* Extract to read
-- Begin --

Since Jacobi Method is an iterative method for solving matrix equations, there is a trade-off between the quality of solution and the frequency of synchronization.

Share Memory Programming Model

The naive approach is to create another matrix to store the solution. Once all pixels are computed, the algorithm refreshes the original array with the new values:

for _ in range(n_iter):
    tmp = np.zeros_like(x)
    parallel for i in range(1, N):
        tmp[i] = calc(b[i], neighbor(x, i))
    x = tmp

It’s quite similar to the “gradient decent” approach in machine learning where only one step of optimization is performed using all data samples each iteration. Interestingly, “stochastic gradient decent”-style Jacobi Method works quite well:

for _ in range(n_iter):
    parallel for i in range(1, N):
        x[i] = calc(b[i], neighbor(x, i))

It’s because Jacobi Method guarantees its convergence, and w/o such a barrier, the error per pixel will always become smaller. Comparing with the original approach, it also has a faster converge speed.

Non-shared Memory Programming Model

The above approach works for shared memory programming models such as OpenMP and CUDA. However, for non-shared memory programming models such as MPI, the above approach cannot work well. The solution will be discussed in Section Parallelization Strategy - MPI.

-- End --

* Stated exercise A
Answer these questions about the text on the Jacobi Method:
(i) Between which two things is there a trade-off?
(ii) Which two shared memory programming models are named?
(iii) Which non-shared memory programming model is named?

* Task input
-- Begin --

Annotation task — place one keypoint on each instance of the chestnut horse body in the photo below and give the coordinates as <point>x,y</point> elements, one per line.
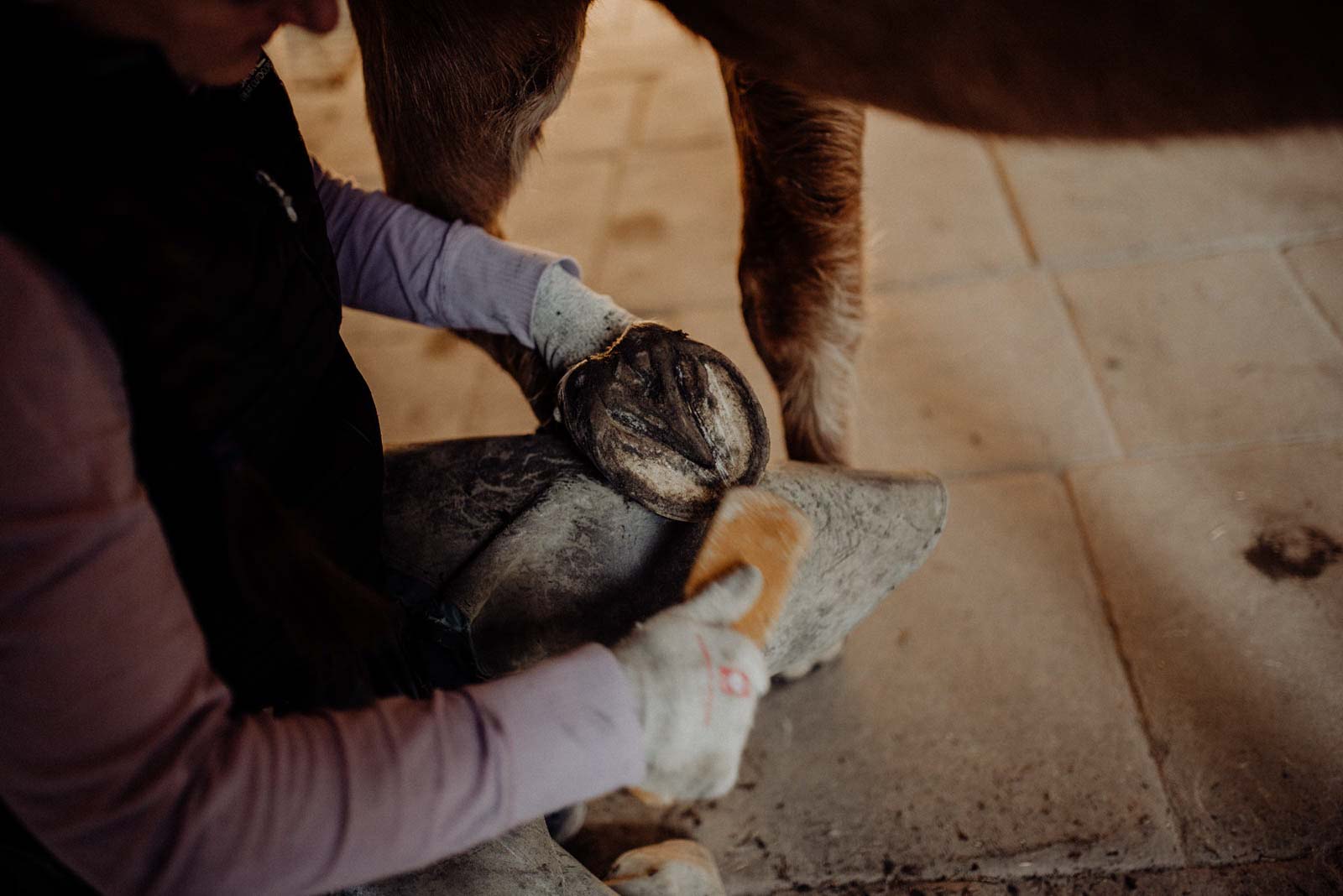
<point>458,91</point>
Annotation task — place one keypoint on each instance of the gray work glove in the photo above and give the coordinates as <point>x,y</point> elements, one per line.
<point>698,683</point>
<point>571,322</point>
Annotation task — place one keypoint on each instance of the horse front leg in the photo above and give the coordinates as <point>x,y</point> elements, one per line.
<point>801,267</point>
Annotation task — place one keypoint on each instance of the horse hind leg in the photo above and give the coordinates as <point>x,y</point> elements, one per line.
<point>457,94</point>
<point>801,267</point>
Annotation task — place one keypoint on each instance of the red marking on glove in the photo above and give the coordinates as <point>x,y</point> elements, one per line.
<point>734,681</point>
<point>708,667</point>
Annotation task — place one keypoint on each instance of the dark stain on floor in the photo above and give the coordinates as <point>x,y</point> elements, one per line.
<point>1293,551</point>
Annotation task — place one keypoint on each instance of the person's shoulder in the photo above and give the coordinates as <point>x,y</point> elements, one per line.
<point>55,357</point>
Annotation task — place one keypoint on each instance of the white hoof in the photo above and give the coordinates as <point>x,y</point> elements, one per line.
<point>671,868</point>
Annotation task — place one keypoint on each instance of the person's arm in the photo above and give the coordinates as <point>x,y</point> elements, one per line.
<point>118,750</point>
<point>398,260</point>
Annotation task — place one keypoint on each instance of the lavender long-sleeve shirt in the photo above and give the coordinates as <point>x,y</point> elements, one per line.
<point>118,748</point>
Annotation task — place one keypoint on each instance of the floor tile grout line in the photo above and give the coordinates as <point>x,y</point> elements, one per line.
<point>1090,361</point>
<point>1009,196</point>
<point>1135,694</point>
<point>1110,260</point>
<point>1306,297</point>
<point>617,180</point>
<point>1081,873</point>
<point>1184,452</point>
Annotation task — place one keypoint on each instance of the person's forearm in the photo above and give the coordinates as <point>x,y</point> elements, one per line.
<point>398,260</point>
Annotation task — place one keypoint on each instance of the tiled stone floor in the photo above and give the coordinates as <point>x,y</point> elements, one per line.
<point>1123,669</point>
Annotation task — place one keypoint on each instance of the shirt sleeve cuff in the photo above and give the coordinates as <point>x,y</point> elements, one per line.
<point>571,726</point>
<point>490,284</point>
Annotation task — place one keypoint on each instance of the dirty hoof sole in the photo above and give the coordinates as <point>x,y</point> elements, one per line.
<point>669,421</point>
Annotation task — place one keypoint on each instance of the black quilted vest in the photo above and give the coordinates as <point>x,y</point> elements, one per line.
<point>188,221</point>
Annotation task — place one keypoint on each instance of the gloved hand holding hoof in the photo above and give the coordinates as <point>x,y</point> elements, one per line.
<point>669,421</point>
<point>698,683</point>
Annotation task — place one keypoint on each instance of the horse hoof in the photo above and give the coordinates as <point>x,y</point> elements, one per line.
<point>668,421</point>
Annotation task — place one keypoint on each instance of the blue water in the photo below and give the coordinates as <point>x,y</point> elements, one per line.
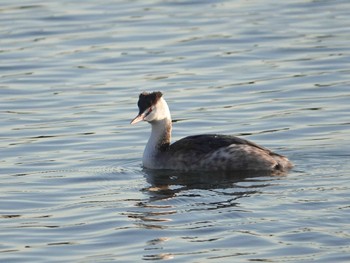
<point>72,185</point>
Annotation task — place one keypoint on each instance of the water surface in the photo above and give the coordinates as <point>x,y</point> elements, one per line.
<point>72,185</point>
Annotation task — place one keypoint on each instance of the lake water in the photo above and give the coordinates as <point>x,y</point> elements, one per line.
<point>72,185</point>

-- End --

* Stated exercise B
Copy the records from the line with "the horse hind" up to and including the line with "<point>55,357</point>", requests included, and add 52 to every coordinate in the answers.

* Complete output A
(i) The quality of the solution and the frequency of synchronization.
(ii) OpenMP and CUDA.
(iii) MPI.

* Complete output B
Annotation task — place one keypoint on each instance of the horse hind leg in the photo above and give the coordinates as <point>x,y</point> elements, one per line.
<point>509,146</point>
<point>853,319</point>
Annotation task — place one keypoint on each instance of the red marking on glove in the photo above and give the coordinates as <point>x,y</point> elements, one per line.
<point>786,733</point>
<point>760,719</point>
Annotation task — place one keypoint on each instance of the dark stain on floor in the photo above and give the coordinates as <point>x,y</point> elements, one per line.
<point>1345,603</point>
Annotation task — place one keypoint on each instance of the person's shoulder in the photo above and give the coordinates as <point>x,y</point> elements, one per line.
<point>107,409</point>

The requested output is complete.